**** Extracted information
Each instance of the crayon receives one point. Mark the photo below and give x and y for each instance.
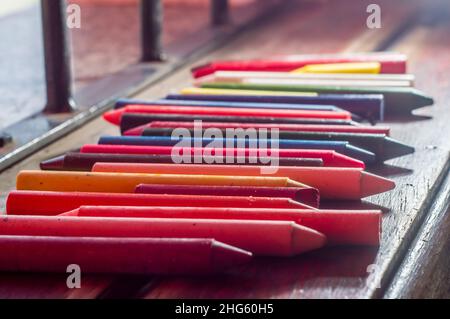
(341, 227)
(397, 100)
(266, 238)
(370, 106)
(179, 143)
(121, 103)
(332, 183)
(307, 196)
(132, 120)
(54, 203)
(5, 139)
(390, 63)
(237, 76)
(114, 116)
(383, 147)
(213, 78)
(348, 67)
(142, 256)
(329, 158)
(73, 161)
(281, 126)
(126, 183)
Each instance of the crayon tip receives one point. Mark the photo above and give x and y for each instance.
(360, 154)
(422, 99)
(393, 148)
(309, 196)
(53, 164)
(341, 160)
(373, 184)
(135, 131)
(306, 239)
(74, 212)
(113, 116)
(226, 256)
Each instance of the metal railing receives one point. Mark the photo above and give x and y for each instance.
(57, 51)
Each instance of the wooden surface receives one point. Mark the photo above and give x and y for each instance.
(410, 215)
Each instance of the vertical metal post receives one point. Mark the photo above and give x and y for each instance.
(219, 12)
(151, 30)
(57, 57)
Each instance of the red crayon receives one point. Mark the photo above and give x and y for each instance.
(330, 158)
(281, 127)
(118, 255)
(307, 196)
(390, 63)
(268, 238)
(342, 227)
(115, 116)
(54, 203)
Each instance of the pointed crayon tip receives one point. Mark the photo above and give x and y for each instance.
(74, 212)
(394, 148)
(422, 99)
(306, 239)
(113, 116)
(360, 154)
(53, 164)
(373, 184)
(226, 256)
(135, 131)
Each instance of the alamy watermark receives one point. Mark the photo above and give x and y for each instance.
(73, 16)
(229, 146)
(374, 19)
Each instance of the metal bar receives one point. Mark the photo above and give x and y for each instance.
(151, 30)
(57, 57)
(219, 12)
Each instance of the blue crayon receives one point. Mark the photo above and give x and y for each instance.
(338, 146)
(368, 106)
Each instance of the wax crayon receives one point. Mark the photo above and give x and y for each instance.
(267, 238)
(370, 106)
(132, 120)
(5, 139)
(73, 161)
(339, 146)
(348, 67)
(213, 78)
(329, 158)
(126, 183)
(142, 256)
(54, 203)
(308, 196)
(235, 76)
(382, 146)
(397, 100)
(281, 126)
(390, 63)
(341, 227)
(114, 116)
(120, 103)
(332, 183)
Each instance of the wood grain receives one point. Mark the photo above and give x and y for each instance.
(328, 273)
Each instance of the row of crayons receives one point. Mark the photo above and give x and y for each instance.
(123, 206)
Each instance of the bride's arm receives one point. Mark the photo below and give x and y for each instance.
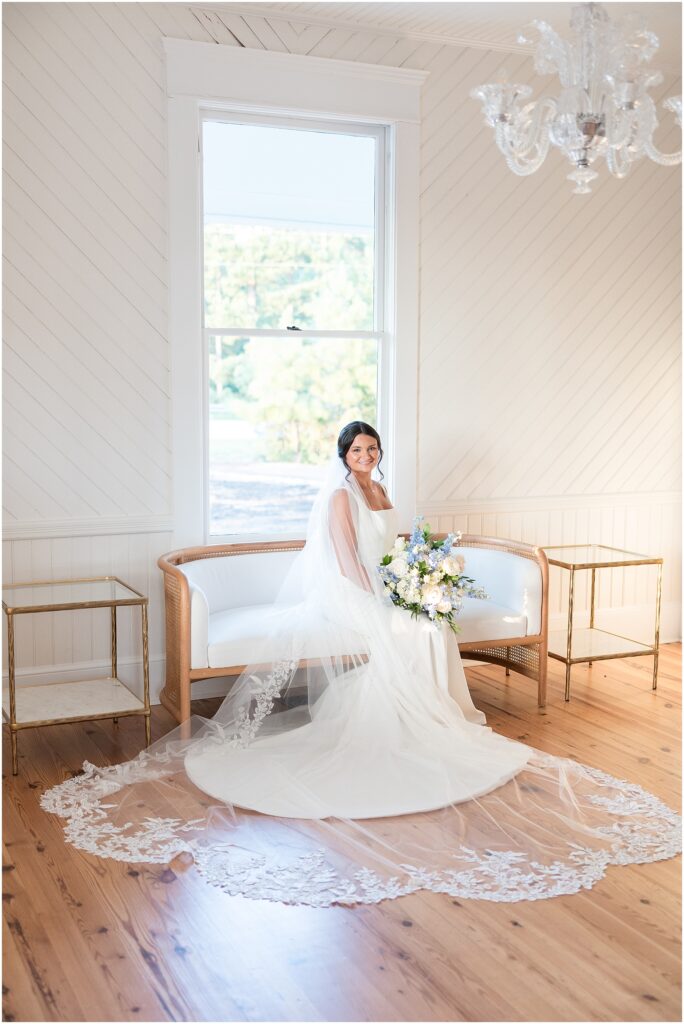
(343, 536)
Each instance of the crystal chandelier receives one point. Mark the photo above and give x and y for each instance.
(603, 109)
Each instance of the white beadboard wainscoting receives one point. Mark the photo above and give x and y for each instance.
(625, 598)
(549, 348)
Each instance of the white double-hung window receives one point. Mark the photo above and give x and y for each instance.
(293, 271)
(294, 311)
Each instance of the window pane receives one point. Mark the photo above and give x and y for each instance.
(276, 407)
(289, 222)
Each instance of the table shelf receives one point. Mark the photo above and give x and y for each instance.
(77, 700)
(71, 701)
(592, 644)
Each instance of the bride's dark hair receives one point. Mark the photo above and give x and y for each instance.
(346, 439)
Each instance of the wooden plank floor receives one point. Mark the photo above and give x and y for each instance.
(87, 939)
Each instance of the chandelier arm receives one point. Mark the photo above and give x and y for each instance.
(665, 159)
(617, 163)
(524, 140)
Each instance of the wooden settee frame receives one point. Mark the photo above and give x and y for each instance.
(526, 655)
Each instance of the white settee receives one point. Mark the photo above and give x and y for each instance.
(217, 602)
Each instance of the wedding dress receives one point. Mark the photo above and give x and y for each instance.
(348, 763)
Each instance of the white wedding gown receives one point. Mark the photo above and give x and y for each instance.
(362, 773)
(380, 743)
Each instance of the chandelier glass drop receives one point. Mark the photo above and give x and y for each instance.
(603, 109)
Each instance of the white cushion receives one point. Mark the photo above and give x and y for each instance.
(237, 634)
(511, 581)
(236, 581)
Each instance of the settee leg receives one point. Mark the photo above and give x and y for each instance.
(541, 687)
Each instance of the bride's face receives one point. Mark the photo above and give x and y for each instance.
(364, 454)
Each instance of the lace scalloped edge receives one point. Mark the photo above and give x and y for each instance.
(647, 830)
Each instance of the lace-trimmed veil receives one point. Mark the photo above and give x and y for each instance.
(340, 689)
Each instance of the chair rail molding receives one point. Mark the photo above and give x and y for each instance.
(102, 526)
(206, 77)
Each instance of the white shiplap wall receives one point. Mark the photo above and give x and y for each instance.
(549, 377)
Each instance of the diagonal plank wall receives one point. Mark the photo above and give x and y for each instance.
(549, 381)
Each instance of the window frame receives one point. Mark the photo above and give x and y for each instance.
(222, 79)
(379, 133)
********
» **Task details**: Render the material from the line containing "Each instance of the diagonal" through the end as a two-column CSV with the headers input and output. Give one row per entry, with its text under input and its answer under output, each in a single quoted field with line breaks replaced by spaces.

» **Reply to the task**:
input,output
"Each instance of the diagonal plank wall receives one point. Mark the photo above and give x and y for each instance.","(549, 381)"
"Each instance of the window frame receives one point. Mark the photo above and give x and y for each instance.","(222, 79) (379, 133)"